What is expected » Lines of the data that contain the word "dark" are the ones to copy.

Referring expression grounding data »
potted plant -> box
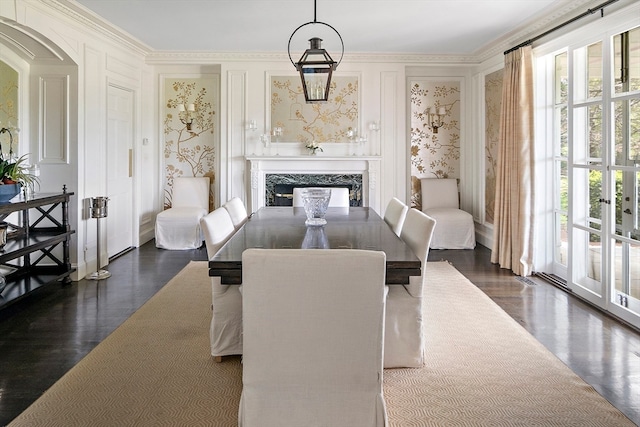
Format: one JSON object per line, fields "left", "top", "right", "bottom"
{"left": 0, "top": 127, "right": 40, "bottom": 201}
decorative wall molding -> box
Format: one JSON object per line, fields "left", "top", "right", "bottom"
{"left": 39, "top": 75, "right": 69, "bottom": 163}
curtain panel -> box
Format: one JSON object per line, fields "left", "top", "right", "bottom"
{"left": 491, "top": 46, "right": 535, "bottom": 277}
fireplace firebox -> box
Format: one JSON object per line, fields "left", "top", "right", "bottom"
{"left": 266, "top": 174, "right": 363, "bottom": 207}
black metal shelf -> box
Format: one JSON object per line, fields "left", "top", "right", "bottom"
{"left": 0, "top": 189, "right": 74, "bottom": 310}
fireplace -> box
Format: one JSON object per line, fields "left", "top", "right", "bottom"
{"left": 246, "top": 156, "right": 381, "bottom": 212}
{"left": 266, "top": 174, "right": 363, "bottom": 206}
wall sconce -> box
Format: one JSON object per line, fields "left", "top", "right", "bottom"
{"left": 428, "top": 106, "right": 446, "bottom": 133}
{"left": 287, "top": 0, "right": 344, "bottom": 103}
{"left": 247, "top": 120, "right": 258, "bottom": 131}
{"left": 178, "top": 103, "right": 196, "bottom": 131}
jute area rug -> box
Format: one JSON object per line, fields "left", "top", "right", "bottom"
{"left": 9, "top": 261, "right": 634, "bottom": 426}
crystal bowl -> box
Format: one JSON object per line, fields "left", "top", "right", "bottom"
{"left": 300, "top": 187, "right": 331, "bottom": 226}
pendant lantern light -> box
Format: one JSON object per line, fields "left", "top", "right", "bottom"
{"left": 287, "top": 0, "right": 344, "bottom": 103}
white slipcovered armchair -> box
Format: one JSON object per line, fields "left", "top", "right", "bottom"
{"left": 240, "top": 249, "right": 388, "bottom": 426}
{"left": 384, "top": 208, "right": 436, "bottom": 368}
{"left": 155, "top": 177, "right": 210, "bottom": 250}
{"left": 421, "top": 178, "right": 475, "bottom": 249}
{"left": 200, "top": 208, "right": 242, "bottom": 360}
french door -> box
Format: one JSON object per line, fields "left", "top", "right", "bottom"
{"left": 552, "top": 25, "right": 640, "bottom": 327}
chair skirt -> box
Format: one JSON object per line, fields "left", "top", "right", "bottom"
{"left": 384, "top": 285, "right": 424, "bottom": 368}
{"left": 424, "top": 207, "right": 476, "bottom": 249}
{"left": 155, "top": 207, "right": 208, "bottom": 250}
{"left": 210, "top": 278, "right": 243, "bottom": 357}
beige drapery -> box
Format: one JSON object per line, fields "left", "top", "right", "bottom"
{"left": 491, "top": 46, "right": 535, "bottom": 277}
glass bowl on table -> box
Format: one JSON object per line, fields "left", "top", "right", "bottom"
{"left": 300, "top": 187, "right": 331, "bottom": 226}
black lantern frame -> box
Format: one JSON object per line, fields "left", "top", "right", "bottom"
{"left": 287, "top": 1, "right": 344, "bottom": 103}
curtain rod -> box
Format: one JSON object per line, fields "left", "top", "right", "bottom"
{"left": 504, "top": 0, "right": 620, "bottom": 55}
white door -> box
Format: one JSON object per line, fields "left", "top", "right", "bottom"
{"left": 106, "top": 84, "right": 134, "bottom": 258}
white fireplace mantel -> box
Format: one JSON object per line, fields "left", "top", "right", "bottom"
{"left": 246, "top": 155, "right": 382, "bottom": 212}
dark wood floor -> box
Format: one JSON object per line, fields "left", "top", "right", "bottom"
{"left": 0, "top": 242, "right": 638, "bottom": 426}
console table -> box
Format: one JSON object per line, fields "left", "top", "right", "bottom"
{"left": 0, "top": 188, "right": 75, "bottom": 309}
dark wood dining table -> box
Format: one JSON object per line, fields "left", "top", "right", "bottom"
{"left": 208, "top": 207, "right": 421, "bottom": 285}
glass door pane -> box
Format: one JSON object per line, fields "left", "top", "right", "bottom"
{"left": 612, "top": 237, "right": 640, "bottom": 314}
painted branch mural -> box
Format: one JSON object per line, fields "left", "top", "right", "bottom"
{"left": 409, "top": 80, "right": 460, "bottom": 209}
{"left": 163, "top": 78, "right": 217, "bottom": 210}
{"left": 0, "top": 61, "right": 19, "bottom": 155}
{"left": 484, "top": 69, "right": 503, "bottom": 224}
{"left": 270, "top": 76, "right": 358, "bottom": 144}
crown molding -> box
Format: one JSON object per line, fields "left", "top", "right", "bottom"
{"left": 43, "top": 0, "right": 637, "bottom": 67}
{"left": 46, "top": 0, "right": 151, "bottom": 56}
{"left": 145, "top": 50, "right": 481, "bottom": 66}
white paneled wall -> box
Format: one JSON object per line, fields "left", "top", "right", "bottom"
{"left": 1, "top": 0, "right": 501, "bottom": 280}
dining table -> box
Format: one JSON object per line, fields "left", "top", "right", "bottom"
{"left": 208, "top": 206, "right": 421, "bottom": 285}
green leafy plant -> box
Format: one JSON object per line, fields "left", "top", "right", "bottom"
{"left": 0, "top": 154, "right": 39, "bottom": 188}
{"left": 0, "top": 127, "right": 40, "bottom": 191}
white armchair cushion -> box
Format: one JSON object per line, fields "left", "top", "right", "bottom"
{"left": 421, "top": 178, "right": 459, "bottom": 209}
{"left": 172, "top": 177, "right": 210, "bottom": 209}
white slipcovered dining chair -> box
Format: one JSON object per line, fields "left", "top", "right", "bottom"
{"left": 292, "top": 187, "right": 350, "bottom": 207}
{"left": 155, "top": 177, "right": 210, "bottom": 250}
{"left": 223, "top": 197, "right": 249, "bottom": 230}
{"left": 421, "top": 178, "right": 475, "bottom": 249}
{"left": 383, "top": 197, "right": 408, "bottom": 237}
{"left": 200, "top": 208, "right": 243, "bottom": 360}
{"left": 384, "top": 208, "right": 436, "bottom": 368}
{"left": 239, "top": 249, "right": 388, "bottom": 427}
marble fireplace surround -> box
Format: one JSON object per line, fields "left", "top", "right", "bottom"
{"left": 246, "top": 156, "right": 381, "bottom": 212}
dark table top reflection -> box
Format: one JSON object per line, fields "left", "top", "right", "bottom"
{"left": 208, "top": 207, "right": 421, "bottom": 285}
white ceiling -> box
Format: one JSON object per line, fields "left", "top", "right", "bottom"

Result of the task »
dark wood floor -> box
dark wood dining table -> box
dark table top reflection -> box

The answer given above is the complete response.